The rise of Gopher (created in 1991 by Mark McCahill at the University of Minnesota) led to two new search programs, Veronica and Jughead. Like Archie, they searched the file names and titles stored in Gopher index systems. Veronica (Very Easy Rodent-Oriented Net-wide Index to Computerized Archives) provided a keyword search of most Gopher menu titles in the entire Gopher listings. Jughead (Jonzy’s Universal Gopher Hierarchy Excavation and Display) was a tool for obtaining menu information from specific Gopher servers. While the name of the search engine “Archie” was not a reference to the Archie comic book series, “Veronica” and “Jughead” are characters in the series, thus referencing their predecessor.
In the summer of 1993, no search engine existed yet for the web, though numerous specialized catalogues were maintained by hand. Oscar Nierstrasz at the University of Geneva wrote a series of Perl scripts that would periodically mirror these pages and rewrite them into a standard format which formed the basis for W3Catalog, the web’s first primitive search engine, released on September 2, 1993.
In June 1993, Matthew Gray, then at MIT, produced what was probably the first web robot, the Perl-based World Wide Web Wanderer, and used it to generate an index called ‘Wandex’. The purpose of the Wanderer was to measure the size of the World Wide Web, which it did until late 1995. The web’s second search engine Aliweb appeared in November 1993. Aliweb did not use a web robot, but instead depended on being notified by website administrators of the existence at each site of an index file in a particular format.
Jump Station (released in December 1993) used a web robot to find web pages and to build its index, and used a web form as the interface to its query program. It was thus the first WWW resource-discovery tool to combine the three essential features of a web search engine (crawling, indexing, and searching) as described below. Because of the limited resources available on the platform on which it ran, its indexing and hence searching were limited to the titles and headings found in the web pages the crawler encountered.

━━━━

**PROMPT A**
Answer these about the text on early search engines:
(i) Who created Gopher, and in what year?
(ii) On what date was W3Catalog released?
(iii) What was the World Wide Web Wanderer meant to measure?
**PROMPT B**
Please resume the text on early search engines, picking up after its last sentence.
The entries play no part in this.

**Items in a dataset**
━━━━

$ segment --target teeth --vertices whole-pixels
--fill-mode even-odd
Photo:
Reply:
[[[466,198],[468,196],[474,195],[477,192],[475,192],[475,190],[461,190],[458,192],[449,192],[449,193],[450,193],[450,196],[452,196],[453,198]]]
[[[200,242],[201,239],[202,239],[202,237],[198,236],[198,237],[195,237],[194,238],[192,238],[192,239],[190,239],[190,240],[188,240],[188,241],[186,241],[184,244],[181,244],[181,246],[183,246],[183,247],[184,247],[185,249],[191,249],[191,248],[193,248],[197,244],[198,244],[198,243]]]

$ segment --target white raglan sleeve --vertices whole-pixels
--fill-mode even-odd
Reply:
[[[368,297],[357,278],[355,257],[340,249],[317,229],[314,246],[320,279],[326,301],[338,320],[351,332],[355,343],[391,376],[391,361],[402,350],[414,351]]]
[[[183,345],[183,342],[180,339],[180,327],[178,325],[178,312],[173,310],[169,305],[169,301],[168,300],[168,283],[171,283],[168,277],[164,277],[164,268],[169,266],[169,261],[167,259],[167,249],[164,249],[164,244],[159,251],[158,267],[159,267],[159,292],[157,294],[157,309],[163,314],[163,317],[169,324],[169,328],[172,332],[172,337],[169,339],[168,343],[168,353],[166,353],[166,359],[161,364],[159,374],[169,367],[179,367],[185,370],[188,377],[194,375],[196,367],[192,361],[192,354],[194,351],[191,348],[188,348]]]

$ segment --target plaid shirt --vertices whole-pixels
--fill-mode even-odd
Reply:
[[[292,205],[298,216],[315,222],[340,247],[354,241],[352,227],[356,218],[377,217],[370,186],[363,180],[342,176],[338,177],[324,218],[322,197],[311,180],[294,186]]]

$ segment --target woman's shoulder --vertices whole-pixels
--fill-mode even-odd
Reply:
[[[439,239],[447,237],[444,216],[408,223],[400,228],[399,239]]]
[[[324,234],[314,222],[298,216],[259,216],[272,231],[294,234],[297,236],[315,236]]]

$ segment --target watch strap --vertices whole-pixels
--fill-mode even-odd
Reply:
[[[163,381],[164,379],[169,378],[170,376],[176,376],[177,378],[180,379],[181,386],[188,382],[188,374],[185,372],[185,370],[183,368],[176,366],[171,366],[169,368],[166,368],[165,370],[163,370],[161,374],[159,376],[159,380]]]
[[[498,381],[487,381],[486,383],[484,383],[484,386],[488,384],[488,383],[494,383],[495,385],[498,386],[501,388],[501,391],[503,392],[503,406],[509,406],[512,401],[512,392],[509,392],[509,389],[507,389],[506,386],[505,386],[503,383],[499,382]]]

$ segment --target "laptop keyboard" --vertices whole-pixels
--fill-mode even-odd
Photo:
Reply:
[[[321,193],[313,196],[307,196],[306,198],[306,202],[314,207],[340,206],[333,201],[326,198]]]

━━━━

**EXERCISE OUTPUT A**
(i) Mark McCahill, in 1991
(ii) September 2, 1993
(iii) The size of the World Wide Web

**EXERCISE OUTPUT B**
One of the first “full text” crawler-based search engines was WebCrawler, which came out in 1994. Unlike its predecessors, it let users search for any word in any webpage, which has become the standard for all major search engines since. It was also the first one to be widely known by the public. Also in 1994, Lycos (which started at Carnegie Mellon University) was launched and became a major commercial endeavor.
Soon after, many search engines appeared and vied for popularity. These included Magellan, Excite, Info seek, Inktomi, Northern Light, and AltaVista. Yahoo! was among the most popular ways for people to find web pages of interest, but its search function operated on its web directory, rather than full-text copies of web pages. Information seekers could also browse the directory instead of doing a keyword-based search.
In 1996, Netscape was looking to give a single search engine an exclusive deal to be their featured search engine. There was so much interest that instead a deal was struck with Netscape by five of the major search engines, where for $5Million per year each search engine would be in a rotation on the Netscape search engine page. The five engines were Yahoo!, Magellan, Lycos, Info seek, and Excite.
Around 2000, the Google search engine rose to prominence The Company achieved better results for many searches with an innovation called Page Rank. This iterative algorithm ranks web pages based on the number and Page Rank of other web sites and pages that link there, on the premise that good or desirable pages are linked to more than others. Google also maintained a minimalist interface to its search engine. In contrast, many of its competitors embedded a search engine in a web portal.
By 2000, Yahoo was providing search services based on Inktomi’s search engine. Yahoo! acquired Inktomi in 2002 and Overture (which owned AlltheWeb and AltaVista) in 2003. Yahoo! switched to Google’s search engine until 2004, when it launched its own search engine based on the combined technologies of its acquisitions.
Microsoft first launched MSN Search in the fall of 1998 using search results from Inktomi. In early 1999 the site began to display listings from Look smart blended with results from Inktomi except for a short time in 1999 when results from AltaVista were used instead. In 2004, Microsoft began a transition to its own search technology, powered by its own web crawler (called msnbot).
Microsoft’s rebranded search engine, Bing, was launched on June 1, 2009. On July 29, 2009, Yahoo! and Microsoft finalized a deal in which Yahoo! Search would be powered by Microsoft Bing technology.
According to Hit box, Google’s worldwide popularity peaked at 82.7% in December, 2008. July 2009 rankings showed Google (78.4%) losing traffic to Baidu (8.87%), and Bing (3.17%). The market share of Yahoo! Search (7.16%) and AOL (0.6%) were also declining.
In the United States, Google held a 63.2% market share in May 2009, according to Nielsen Net Ratings. In the People’s Republic of China, Baidu held a 61.6% market share for web search in July 2009 .
1.6 Challenges faced by search engines
· The web is growing much faster than any present-technology search engine can possibly index.
· Many web pages are updated frequently, which forces the search engine to revisit them periodically.
· The queries one can make are currently limited to searching for key words, which may results in many false positives.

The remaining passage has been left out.